## PROVIDED PASSAGE:
______________________________

Discovering Inflammation’s Achilles Heel: The Breakthrough That Could Change Medicine

Neutrophil White Blood Cell Illustration

Kyoto University researchers discovered that neutrophils can induce anti-inflammatory macrophages within granulomas, offering potential insights into chronic inflammation and tumor development. This finding could contribute to more effective cancer drug development.

Researchers at Kyoto University have found that neutrophils, a type of white blood cell, can induce anti-inflammatory macrophages (M2) within granulomas, which are dense globular structures that form during chronic inflammation. This M2 macrophage polarization can help regulate inflammation and tissue health. The team believes that their findings, derived from studying tuberculosis, could also be applied to tumor development. By understanding how a bacteria-permissive microenvironment is formed, the researchers hope to contribute to more effective cancer drug development.

When our bodies become infected, various immune responses are triggered, starting with a release of granulocytes, white blood cells containing special enzymes that makeup about half or more of all human white blood cells.

Neutrophils are also granulocytes that fight off invasive bacteria and fungi, often with zero tolerance for such invaders. Sometimes, however, a balanced and less aggressive approach goes even further in providing a cure.

Now, a team of researchers at Kyoto University has determined that neutrophils induce anti-inflammatory — or M2 — macrophages deep in the core of the granulomas.

In previous studies, chronic inflammatory macrophages were found to have the potential to polarize or differentiate into two opposite versions: pro-inflammatory, or M1, and anti-inflammatory, or M2 types. These constitute an M1-M2 equilibrium that regulates the severity of inflammation and tissue health — or homeostasis.

This dual nature or polarization describes how M2 can revert to M1 or even M0 — the non-inflammatory or steady state — in the deep granuloma zone where a bacteria-permissive microenvironment is formed. The team has examined the dense globular structures of granulomas in animals, particularly in the lungs.

“Microbes and cancer cells may manipulate this permissive microenvironment to favor their survival,” says Tatsuaki Mizutani.

______________________________

## DATASET ENTRIES:
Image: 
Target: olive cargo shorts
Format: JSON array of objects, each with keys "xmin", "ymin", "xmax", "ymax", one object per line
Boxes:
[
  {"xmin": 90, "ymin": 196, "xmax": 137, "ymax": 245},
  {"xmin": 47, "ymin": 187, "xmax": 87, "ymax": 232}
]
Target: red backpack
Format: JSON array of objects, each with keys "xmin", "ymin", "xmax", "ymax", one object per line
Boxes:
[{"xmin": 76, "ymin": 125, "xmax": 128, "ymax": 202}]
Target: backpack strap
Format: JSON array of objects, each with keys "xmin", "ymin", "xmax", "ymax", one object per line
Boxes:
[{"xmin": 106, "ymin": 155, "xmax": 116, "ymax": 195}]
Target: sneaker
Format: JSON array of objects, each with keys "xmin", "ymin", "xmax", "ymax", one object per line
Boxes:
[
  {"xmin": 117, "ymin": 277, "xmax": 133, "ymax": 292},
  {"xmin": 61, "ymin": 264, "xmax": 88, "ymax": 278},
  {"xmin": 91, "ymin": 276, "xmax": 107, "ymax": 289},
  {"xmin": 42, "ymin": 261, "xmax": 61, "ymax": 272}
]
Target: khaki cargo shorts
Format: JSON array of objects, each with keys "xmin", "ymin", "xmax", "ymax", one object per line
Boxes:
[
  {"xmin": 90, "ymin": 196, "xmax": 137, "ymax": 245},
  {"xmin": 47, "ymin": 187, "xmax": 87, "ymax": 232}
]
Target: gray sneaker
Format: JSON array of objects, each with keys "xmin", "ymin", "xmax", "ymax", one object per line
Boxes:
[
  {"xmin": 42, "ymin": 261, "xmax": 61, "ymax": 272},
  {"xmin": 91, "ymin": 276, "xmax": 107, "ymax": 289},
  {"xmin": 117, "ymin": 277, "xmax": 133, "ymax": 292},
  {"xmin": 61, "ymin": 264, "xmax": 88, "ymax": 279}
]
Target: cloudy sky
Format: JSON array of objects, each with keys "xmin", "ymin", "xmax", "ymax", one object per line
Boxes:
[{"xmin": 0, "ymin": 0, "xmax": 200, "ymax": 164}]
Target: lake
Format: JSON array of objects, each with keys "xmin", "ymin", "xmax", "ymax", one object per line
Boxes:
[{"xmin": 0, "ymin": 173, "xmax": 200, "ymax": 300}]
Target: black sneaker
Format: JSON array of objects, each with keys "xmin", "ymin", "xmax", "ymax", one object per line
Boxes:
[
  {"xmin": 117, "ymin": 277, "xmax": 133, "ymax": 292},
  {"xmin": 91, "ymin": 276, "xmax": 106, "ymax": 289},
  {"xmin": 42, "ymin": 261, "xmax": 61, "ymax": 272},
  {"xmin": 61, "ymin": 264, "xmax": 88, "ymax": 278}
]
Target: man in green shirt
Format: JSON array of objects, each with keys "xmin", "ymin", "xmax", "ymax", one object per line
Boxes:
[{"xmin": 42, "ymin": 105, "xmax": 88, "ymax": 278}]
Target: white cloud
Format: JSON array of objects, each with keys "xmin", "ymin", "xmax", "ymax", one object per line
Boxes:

______________________________

## WORK REQUEST 1:
From the inflammation article, copy the part between "Now, a team" and "in the lungs.", inclusive, substituting "balance" for "equilibrium".
## WORK REQUEST 2:
In the inflammation article, into which two opposite types can chronic inflammatory macrophages polarize?

## TASK OUTPUT 1:
Now, a team of researchers at Kyoto University has determined that neutrophils induce anti-inflammatory — or M2 — macrophages deep in the core of the granulomas.

In previous studies, chronic inflammatory macrophages were found to have the potential to polarize or differentiate into two opposite versions: pro-inflammatory, or M1, and anti-inflammatory, or M2 types. These constitute an M1-M2 balance that regulates the severity of inflammation and tissue health — or homeostasis.

This dual nature or polarization describes how M2 can revert to M1 or even M0 — the non-inflammatory or steady state — in the deep granuloma zone where a bacteria-permissive microenvironment is formed. The team has examined the dense globular structures of granulomas in animals, particularly in the lungs.

## TASK OUTPUT 2:
Pro-inflammatory (M1) and anti-inflammatory (M2).